Entries from a dataset

_____

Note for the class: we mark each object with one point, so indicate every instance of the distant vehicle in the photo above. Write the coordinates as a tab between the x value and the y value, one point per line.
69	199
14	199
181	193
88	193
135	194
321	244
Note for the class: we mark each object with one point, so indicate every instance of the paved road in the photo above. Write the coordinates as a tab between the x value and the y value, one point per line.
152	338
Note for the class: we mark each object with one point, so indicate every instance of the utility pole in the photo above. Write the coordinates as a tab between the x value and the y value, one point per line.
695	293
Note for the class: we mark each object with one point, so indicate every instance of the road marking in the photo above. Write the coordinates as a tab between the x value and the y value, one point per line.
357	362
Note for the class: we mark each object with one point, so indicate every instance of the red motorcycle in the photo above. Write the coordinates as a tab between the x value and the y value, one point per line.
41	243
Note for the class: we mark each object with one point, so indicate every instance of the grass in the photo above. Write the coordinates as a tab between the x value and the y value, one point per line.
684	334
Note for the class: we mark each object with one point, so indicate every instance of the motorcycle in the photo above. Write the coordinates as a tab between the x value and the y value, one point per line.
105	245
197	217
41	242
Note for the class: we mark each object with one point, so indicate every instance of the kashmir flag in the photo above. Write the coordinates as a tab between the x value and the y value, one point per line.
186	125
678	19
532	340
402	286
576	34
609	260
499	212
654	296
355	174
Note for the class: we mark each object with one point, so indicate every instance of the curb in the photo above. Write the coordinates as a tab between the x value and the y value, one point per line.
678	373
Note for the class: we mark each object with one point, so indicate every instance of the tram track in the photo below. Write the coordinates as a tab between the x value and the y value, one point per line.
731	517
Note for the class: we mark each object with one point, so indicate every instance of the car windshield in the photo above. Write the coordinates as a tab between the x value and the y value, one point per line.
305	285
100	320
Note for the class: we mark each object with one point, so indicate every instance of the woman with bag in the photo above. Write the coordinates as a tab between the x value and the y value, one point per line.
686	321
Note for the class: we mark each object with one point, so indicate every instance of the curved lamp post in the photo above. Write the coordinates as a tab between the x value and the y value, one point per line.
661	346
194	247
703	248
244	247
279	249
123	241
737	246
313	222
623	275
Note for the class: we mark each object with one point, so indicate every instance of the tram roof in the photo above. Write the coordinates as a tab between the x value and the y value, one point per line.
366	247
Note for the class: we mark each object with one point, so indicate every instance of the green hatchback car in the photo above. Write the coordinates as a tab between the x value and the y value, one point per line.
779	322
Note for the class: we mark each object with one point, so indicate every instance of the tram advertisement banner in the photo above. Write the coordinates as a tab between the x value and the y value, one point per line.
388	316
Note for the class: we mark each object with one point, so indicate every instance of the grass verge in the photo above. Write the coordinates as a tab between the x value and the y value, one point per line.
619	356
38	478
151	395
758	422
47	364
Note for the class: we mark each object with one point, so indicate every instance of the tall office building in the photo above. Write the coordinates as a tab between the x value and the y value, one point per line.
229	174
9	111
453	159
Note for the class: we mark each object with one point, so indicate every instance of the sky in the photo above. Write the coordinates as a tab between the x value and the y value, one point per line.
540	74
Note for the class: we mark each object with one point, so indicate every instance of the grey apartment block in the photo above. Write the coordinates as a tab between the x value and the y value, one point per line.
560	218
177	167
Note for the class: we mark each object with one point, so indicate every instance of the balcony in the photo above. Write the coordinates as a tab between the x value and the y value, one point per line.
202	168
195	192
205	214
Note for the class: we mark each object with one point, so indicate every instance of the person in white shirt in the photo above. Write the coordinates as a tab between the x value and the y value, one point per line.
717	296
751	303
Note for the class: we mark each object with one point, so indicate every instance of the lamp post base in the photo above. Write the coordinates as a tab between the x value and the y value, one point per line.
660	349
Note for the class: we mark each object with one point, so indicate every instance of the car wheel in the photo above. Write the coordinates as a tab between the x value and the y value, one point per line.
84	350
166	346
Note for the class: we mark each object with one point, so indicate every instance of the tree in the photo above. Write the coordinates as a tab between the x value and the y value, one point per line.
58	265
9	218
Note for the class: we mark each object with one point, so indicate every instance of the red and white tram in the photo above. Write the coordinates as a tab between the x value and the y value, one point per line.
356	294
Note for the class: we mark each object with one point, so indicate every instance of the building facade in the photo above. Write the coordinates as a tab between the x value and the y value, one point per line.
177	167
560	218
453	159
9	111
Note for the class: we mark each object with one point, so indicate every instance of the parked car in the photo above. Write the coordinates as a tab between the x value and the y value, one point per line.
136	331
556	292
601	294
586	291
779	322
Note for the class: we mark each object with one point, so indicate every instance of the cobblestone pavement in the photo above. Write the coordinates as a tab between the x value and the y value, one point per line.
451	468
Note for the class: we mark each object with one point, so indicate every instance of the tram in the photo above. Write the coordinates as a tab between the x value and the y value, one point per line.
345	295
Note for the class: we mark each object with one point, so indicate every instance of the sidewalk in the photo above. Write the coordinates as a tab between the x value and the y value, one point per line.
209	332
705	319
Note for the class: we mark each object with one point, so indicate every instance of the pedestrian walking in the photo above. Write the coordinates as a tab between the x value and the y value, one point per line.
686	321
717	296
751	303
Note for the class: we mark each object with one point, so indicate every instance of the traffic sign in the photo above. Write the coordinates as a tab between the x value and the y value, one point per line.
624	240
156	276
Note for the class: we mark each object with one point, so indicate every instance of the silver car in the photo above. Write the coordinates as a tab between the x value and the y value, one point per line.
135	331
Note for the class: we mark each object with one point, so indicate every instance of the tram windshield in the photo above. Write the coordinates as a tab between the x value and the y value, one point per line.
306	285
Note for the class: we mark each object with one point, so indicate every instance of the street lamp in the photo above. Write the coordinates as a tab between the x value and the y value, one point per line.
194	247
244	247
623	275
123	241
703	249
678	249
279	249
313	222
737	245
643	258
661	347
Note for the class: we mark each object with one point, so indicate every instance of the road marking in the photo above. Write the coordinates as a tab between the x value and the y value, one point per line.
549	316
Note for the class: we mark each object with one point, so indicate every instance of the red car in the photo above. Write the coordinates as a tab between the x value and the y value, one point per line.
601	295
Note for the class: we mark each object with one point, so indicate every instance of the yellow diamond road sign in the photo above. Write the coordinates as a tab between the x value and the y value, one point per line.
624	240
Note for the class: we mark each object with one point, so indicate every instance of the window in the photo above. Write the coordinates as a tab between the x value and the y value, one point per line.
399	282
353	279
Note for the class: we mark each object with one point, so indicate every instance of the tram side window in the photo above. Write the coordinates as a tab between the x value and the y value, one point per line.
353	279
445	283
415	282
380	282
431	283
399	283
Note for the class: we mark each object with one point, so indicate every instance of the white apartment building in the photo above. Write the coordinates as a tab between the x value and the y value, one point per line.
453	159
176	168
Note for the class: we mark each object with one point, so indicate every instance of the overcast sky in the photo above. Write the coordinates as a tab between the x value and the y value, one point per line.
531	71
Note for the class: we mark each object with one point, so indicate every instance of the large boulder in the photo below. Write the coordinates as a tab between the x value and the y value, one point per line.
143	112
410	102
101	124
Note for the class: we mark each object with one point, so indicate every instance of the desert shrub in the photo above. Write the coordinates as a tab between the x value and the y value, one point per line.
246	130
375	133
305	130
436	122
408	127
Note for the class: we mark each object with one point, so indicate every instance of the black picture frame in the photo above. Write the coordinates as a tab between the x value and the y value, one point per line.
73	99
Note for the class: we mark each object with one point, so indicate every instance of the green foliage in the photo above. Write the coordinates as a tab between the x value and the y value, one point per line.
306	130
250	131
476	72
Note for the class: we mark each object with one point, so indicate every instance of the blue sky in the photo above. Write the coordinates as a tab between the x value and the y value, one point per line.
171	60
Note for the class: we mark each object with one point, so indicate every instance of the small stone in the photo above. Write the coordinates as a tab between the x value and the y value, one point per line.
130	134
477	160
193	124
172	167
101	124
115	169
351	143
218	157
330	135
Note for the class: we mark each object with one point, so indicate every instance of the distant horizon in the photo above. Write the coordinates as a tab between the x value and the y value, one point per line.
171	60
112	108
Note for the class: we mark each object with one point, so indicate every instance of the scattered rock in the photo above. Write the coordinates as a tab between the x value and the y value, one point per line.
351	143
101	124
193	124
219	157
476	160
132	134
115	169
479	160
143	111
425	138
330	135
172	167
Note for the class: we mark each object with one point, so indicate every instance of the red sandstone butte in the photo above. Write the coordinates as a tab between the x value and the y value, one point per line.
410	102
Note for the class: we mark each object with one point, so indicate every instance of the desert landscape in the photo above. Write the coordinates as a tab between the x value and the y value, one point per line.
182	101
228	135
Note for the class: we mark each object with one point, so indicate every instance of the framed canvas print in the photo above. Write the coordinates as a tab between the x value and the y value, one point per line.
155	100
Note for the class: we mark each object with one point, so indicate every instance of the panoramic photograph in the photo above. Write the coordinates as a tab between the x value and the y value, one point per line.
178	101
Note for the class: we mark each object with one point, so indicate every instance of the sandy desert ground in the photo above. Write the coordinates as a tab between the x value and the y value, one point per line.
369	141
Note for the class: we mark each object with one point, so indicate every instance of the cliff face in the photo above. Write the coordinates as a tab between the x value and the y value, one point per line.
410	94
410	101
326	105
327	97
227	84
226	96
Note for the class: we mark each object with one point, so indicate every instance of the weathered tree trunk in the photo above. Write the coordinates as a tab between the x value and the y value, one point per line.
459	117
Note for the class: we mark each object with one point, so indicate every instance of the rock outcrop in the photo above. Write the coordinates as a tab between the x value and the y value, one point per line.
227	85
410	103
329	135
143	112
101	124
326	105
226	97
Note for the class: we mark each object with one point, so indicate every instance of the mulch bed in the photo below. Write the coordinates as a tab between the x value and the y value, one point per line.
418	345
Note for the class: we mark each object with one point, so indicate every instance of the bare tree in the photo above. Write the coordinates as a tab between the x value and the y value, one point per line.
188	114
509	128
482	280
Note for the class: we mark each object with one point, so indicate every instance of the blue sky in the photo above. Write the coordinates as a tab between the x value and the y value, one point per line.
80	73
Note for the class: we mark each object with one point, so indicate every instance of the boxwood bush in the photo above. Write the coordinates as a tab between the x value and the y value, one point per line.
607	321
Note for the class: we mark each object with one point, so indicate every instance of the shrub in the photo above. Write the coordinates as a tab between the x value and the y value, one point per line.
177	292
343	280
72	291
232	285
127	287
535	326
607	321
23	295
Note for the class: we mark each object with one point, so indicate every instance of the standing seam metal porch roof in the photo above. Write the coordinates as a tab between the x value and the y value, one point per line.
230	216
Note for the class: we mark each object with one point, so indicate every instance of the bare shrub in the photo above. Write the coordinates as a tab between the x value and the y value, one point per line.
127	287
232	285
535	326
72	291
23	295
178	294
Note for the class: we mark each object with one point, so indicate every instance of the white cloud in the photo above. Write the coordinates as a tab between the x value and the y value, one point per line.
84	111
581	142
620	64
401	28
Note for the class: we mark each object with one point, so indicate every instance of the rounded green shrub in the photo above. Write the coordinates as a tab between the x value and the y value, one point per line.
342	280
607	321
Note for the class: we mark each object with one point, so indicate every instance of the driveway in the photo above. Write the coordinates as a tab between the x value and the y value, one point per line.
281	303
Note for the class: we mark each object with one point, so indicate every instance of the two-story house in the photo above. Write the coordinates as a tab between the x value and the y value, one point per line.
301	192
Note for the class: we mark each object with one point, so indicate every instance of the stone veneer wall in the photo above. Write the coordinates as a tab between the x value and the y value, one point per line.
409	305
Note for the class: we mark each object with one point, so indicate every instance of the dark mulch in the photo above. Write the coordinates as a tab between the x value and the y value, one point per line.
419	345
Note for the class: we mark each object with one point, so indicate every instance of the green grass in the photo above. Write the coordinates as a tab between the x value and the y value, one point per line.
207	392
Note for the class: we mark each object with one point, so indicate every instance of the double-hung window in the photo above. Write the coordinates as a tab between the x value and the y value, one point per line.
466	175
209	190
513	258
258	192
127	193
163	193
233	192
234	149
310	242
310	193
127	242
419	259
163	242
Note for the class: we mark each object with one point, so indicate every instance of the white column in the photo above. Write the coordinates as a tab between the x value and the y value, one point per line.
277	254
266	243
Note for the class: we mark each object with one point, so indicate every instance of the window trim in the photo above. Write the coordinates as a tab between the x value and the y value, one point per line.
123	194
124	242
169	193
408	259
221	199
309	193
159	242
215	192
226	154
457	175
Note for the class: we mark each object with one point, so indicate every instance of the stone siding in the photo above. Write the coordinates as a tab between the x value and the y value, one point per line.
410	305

_____

Give the lines starting at the line that contains "the stone siding" and ending at the end of the entries as a numbered list, with blank lines left out.

1. Note for the class: we mark each object with one point, so indicate every instance of the stone siding in the photo above. Write the coordinates as a tab between the x value and the y value, one point per line.
2. 410	305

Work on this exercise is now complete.